[Excerpt provided — start]

Physicians should have access to better information on health
care services and pricing and thus make better choices. Maybe?
By Scott Wooldridge | July 10, 2019 at 01:04 PM
It was a common theory at the beginning of
this age of information: just give people the facts, and they’ll make the right
choice.
We all know how that works out, at least
sometimes. And a new
study suggests that even with physicians, who should know
more about health care than the vast majority of the population, better
information doesn’t always lead to better decisions.
The study, from the National Bureau of
Economic Research, compared physicians to patients when it comes to making
personal health decisions. The study noted that with many health improvement
efforts, patient education is considered a decisive factor.
“There
is a widespread belief in health care that the deficiency in information and
medical knowledge among consumers is the key barrier to achieving high-quality
health outcomes and lower costs of care,” the authors write. “An enormous
number of health policies follow from this assumption, including efforts to
educate patients about health, both at a population level through large-scale
public health campaigns (e.g., campaigns to encourage exercise and healthier
diets) and at an individual level through provider-led patient education (e.g.,
education of patients about the inappropriateness of antibiotics for the common
cold, the importance of vaccination, etc.).”
Doctor knows best?
The researchers started with the theory that
physicians would have much more access to, and familiarity with, high-quality
information when it comes to health care. The study aimed to test the upper
boundaries of how information plays a role in health care choices, the
researchers said, since most members of the general public were not likely to
be better informed than physicians.
Using a military database that covers active
service members; their families; and retirees; and was able to identify
patients who were also physicians, the study looked at ten years of data. The
researchers assessed whether patients received “high-value” or “low-value”
services.

[Excerpt provided — finish]
[Extracted entries — start]

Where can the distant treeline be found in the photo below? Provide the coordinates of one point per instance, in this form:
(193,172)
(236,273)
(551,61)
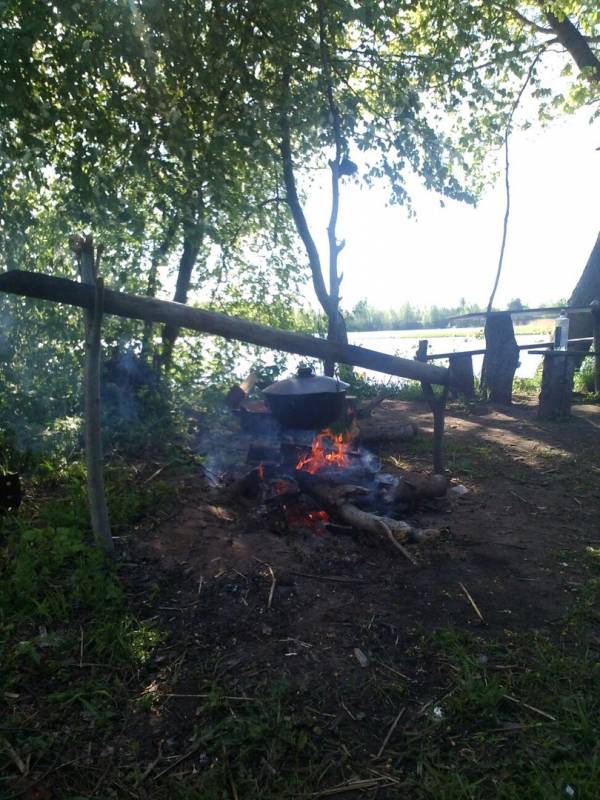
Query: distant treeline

[Extracted entries — finish]

■ **Assigned task A**:
Summarize the article on physicians and health care information in two sentences.
■ **Assigned task B**:
Starting at "By Scott Wooldridge" and ending at "to better decisions.", reproduce the passage from the article on physicians and health care information, substituting "data" for "facts".
■ **Assigned task C**:
Proceed with the article on physicians and health care information from the point where it stops.
The listing has no connection to the article on physicians and health care information.

■ **Expected output A**:
A National Bureau of Economic Research study compared physicians to patients in making personal health decisions, and it suggests that even for physicians, better information doesn't always lead to better decisions. Using ten years of data from a military database, the researchers assessed whether patients received "high-value" or "low-value" services.

■ **Expected output B**:
By Scott Wooldridge | July 10, 2019 at 01:04 PM
It was a common theory at the beginning of
this age of information: just give people the data, and they’ll make the right
choice.
We all know how that works out, at least
sometimes. And a new
study suggests that even with physicians, who should know
more about health care than the vast majority of the population, better
information doesn’t always lead to better decisions.

■ **Expected output C**:
“An example of low-value care is a chest X-ray
before eye surgery, a very low risk procedure for which pre-operative
diagnostic testing is not recommended,” the study said. “An example of
high-value care would be statin therapy for patients with cardiovascular
disease.”
Mixed results
The researchers say that in many cases,
physicians did not make significantly different choices than less-educated
patients.
“Our results suggest that physicians do only
slightly better than non-physicians—but not by much and not always,” the study
said. “Across most of our low-value settings, physicians receive less low-value
care than do non-physicians, but the differences are modest.”
The study said it’s likely that factors other
than information may play a large role in health care decision-making. For
example, they suggest that high-information physicians make low-value choices
in some cases because of time pressures. In addition, the study suggests that
physician patients, just like non-physician patients, seem more likely to
follow the recommendation of their health care provider, even when that
recommendation falls into the low-value category.
The study is a working paper that has not yet
been peer-reviewed; and while the authors acknowledge that their findings have
some limitations, they say that the report suggests there may be limits on the
benefits of patient education.
“Our results consistently suggest that, at
most, superior patient knowledge is associated with only modest improvements in
the quality of care selected through medical encounters,” the study concludes.